[Text]:
▼

# 20 goldens dashing down a mountain side to their kennel



## Ljilly28

They are in Indonesia, I think. Wheyfrenz Golden, Indonesian Golden Retriever Kennel - Goldens


----------



## Dallas Gold

Bet it was dinner time!


----------



## Ljilly28

Looks like it. They were so excited to get in there!


----------



## vcm5

So fun!!! I loved it!


----------



## AmberSunrise

Wow - now that could be called an awesome 'kennel up'


----------



## Jamm

OMG! That is amazing! I Lol'd!


----------



## Sosoprano

So cute!!! And I totally fell in love with the last little straggler :


----------



## Wagners Mom2

Love it!!!


----------



## northcountryarlene

This totally made my day! Thank you so much for posting it!


----------



## Buddy's mom forever

It must be a true joy to have them around. Thank you for sharing.


----------



## Laurie

I'm so jealous!! Would love having all of those Goldens running to me!!


----------



## janababy

What a hoot!!!!!!!! Love the one that takes the walkway all the way home. Too cute.


----------



## Pointgold

I think it is actually Perfect Golden in Brazil.


----------



## baumgartml16

I love that. I would be in heaven with them all running at me. I LOVED the last one that had to take the walkway and wouldn't just run down the hill. What a perfectionist!


----------



## CAROLINA MOM

Great video, beautiful goldens.


----------



## Capehank

I liked how one checked on the one pen, there must have been puppies in it.


----------



## Retrieverlover

It sure feels like 20 storming in the kennel when I call the Nitelite gang inside for dinner


----------



## Ivyacres

Great video, made us both laugh!


----------



## AlanK

That is hilarious. Thanks for sharing that!!


----------



## Lucky Penny

I love it! Thank you for sharing! Made me laugh!


----------



## AMPM

Was that last little guy following the path the whole time?? Love it!


----------



## Jamm

I love the names at the end.. too cute. Showed my parents after work and they loved it.


----------



## Oaklys Dad

Loved it Jill!! Thanks for sharing.


----------



## dborgers

Five stars! What an enjoyable couple of minutes up there on Love Mountain


----------



## Goldengal9

Sosoprano said:


> So cute!!! And I totally fell in love with the last little straggler :


Me too!!! He definitely held my attention!


----------



## lucysmum

OMG!! This would be golden bliss for me.


----------



## Always51

aawwww I cant see it!! maybe because I'm in Australia.... boo


----------



## Aislinn

Loved it! I also fell in love with the last one who stuck to the sidewalk, trailing all the others, but also with the one whose tail wagged in a complete circle. Too funny! Thank you so much for sharing!


----------



## Deb_Bayne

That was fantastic, thanks for sharing.


----------



## solinvictus

20 beautiful, clean, well groomed, healthy, happy, active goldens. 

The little bit of the kennel we saw looked well kept and clean and it looked like there was a litter of black lab puppies in there. 

It looks like a little slice of paradise to me.

▲

[Exercise tasks]:
1) Write out the golden retriever thread starting at "This totally made" and ending at "you for sharing.".
2) In the golden retriever thread, what kind of puppies does solinvictus think were in the kennel?

[Source excerpt]:
▼

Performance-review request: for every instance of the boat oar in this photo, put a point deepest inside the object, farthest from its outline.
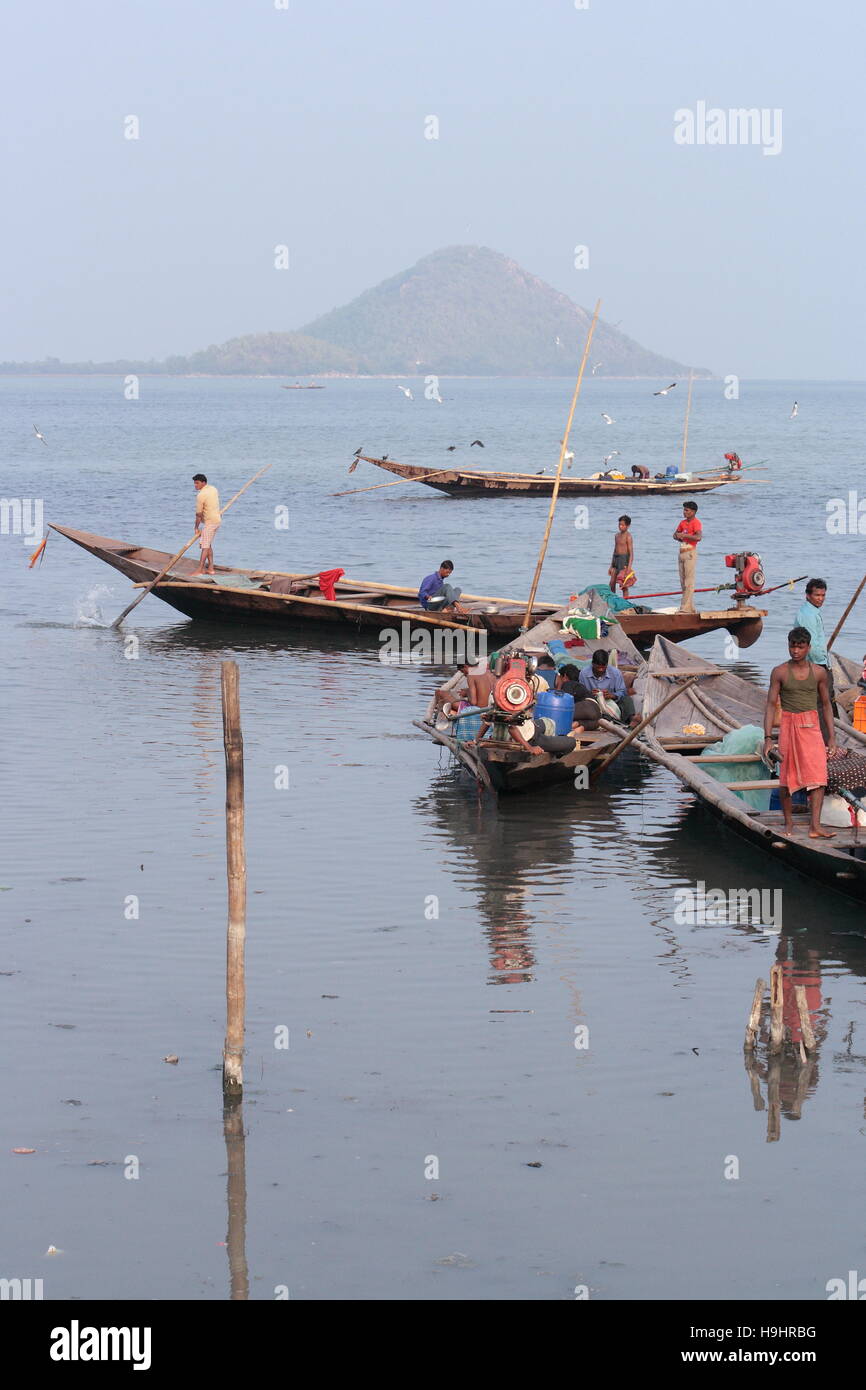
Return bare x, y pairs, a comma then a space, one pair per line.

▲

[Solved problems]:
1)
This totally made my day! Thank you so much for posting it!


----------



## Buddy's mom forever

It must be a true joy to have them around. Thank you for sharing.

2) A litter of black lab puppies.